**GIVEN PASSAGE:**

* * *

In 1882, a group of 11 men departed from Roseto Valfortore in the Puglia region of Italy to escape the extreme poverty of their mountain village. They emigrated to America and, in the end, settled in Pennsylvania in the foothills of the Poconos. Others from Roseto joined them over time. They built a community in America, which they called Roseto, similar to the one they had left behind.
They recreated their life from the old country. They were a very tight-knit community. The Welsh, the English, and the Germans from nearby towns shunned the Italians. Slate quarries were the main local industry. The Anglosaxon owners doled out the worse work to the Italians.
For decades Roseto remained a safe haven from hostile external forces. The Rosetans built their own church and their own school. They constructed blouse mills in the town where the women went to work. Two cousins managed bakeries in their basements and furnished the entire town with bread, pizza, and pasta. They made their own wine and grew their own vegetables.
By the 1960s, 95% of the inhabitants of Roseto were descendents of Roseto Valfortore. Roseto in Pennsylvania was one of the most homogeneous immigrant enclaves in America. At that time, Roseto captured the attention of two doctors who wanted to understand why almost nobody in Roseto died of a heart attack or showed signs of cardiac disease. For years, researchers studied the medical records of Rosetans as well as those of inhabitants of nearby towns. They also studied their life styles.
The Rosetans seemed to break every health rule in the book: They smoked cigars and cigarettes. Both sexes drank wine with seeming abandon. They fried their sausages and meatballs in lard. They ate salami and cheese high in cholesterol. The researchers also studied genetics, the drinking water, and the availability of medical care, but could not find an explanation. Moreover, the men worked in the toxic environment of the slate quarries.

* * *

**MATERIAL PROVIDED:**
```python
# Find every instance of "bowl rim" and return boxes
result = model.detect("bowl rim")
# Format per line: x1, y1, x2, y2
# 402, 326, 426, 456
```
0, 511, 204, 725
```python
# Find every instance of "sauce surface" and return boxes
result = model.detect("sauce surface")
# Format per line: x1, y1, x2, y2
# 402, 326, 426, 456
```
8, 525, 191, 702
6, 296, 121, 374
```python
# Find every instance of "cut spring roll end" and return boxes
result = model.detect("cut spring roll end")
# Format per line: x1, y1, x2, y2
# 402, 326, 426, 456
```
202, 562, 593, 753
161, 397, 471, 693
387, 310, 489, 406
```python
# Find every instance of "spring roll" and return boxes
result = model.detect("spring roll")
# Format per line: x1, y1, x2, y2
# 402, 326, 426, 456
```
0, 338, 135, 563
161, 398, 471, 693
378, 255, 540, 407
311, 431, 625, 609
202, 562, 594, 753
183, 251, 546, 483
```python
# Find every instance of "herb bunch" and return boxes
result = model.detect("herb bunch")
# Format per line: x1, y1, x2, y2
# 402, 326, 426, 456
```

* * *

**TASKS TO CARRY OUT:**
A. Transcribe the portion of the Roseto passage between "For decades Roseto" and "their life styles.", inclusive.
B. In the Roseto passage, what share of the town's inhabitants were descendants of Roseto Valfortore by the 1960s?
C. Write the next part of the passage about the Roseto immigrant community, continuing from its final sentence.

**RESPONSES TO THE TASKS:**
A.
For decades Roseto remained a safe haven from hostile external forces. The Rosetans built their own church and their own school. They constructed blouse mills in the town where the women went to work. Two cousins managed bakeries in their basements and furnished the entire town with bread, pizza, and pasta. They made their own wine and grew their own vegetables.
By the 1960s, 95% of the inhabitants of Roseto were descendents of Roseto Valfortore. Roseto in Pennsylvania was one of the most homogeneous immigrant enclaves in America. At that time, Roseto captured the attention of two doctors who wanted to understand why almost nobody in Roseto died of a heart attack or showed signs of cardiac disease. For years, researchers studied the medical records of Rosetans as well as those of inhabitants of nearby towns. They also studied their life styles.

B. 95%

C.
The research concluded that family and social ties protected the Rosetans from cardiac disease. The inhabitants had a social life centered on the family. It was intergenerational and interdependent. Everyone worked, there was no crime, nor was there any request for public assistance. Everyone helped everyone else. The rich never flaunted their wealth; their clothes and housing were like everyone else’s. Everyone supported the local businesses. In other words, nobody was alone in Roseto. No one seemed unhappy or too stressed.
The researchers also made a prescient observation in 1963: They believed that as the Rosetans became more “Americanized” (in the sense of less close, less modest, and less interdependent), they would also become less healthy. The loss of the famous “Roseto Effect” would become evident within a generation. And so it was. A study in 1992, published in the American Journal of Public Health, confirmed this sad prediction.